Return every record below verbatim, with no changes to any character.

— Begin —

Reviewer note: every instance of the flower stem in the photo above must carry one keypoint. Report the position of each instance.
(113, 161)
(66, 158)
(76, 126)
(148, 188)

— End —

* **The output**
Reviewer note: every instance of the flower stem in the photo above must carry one keypoint. Report the position of each instance.
(113, 161)
(66, 158)
(76, 126)
(148, 188)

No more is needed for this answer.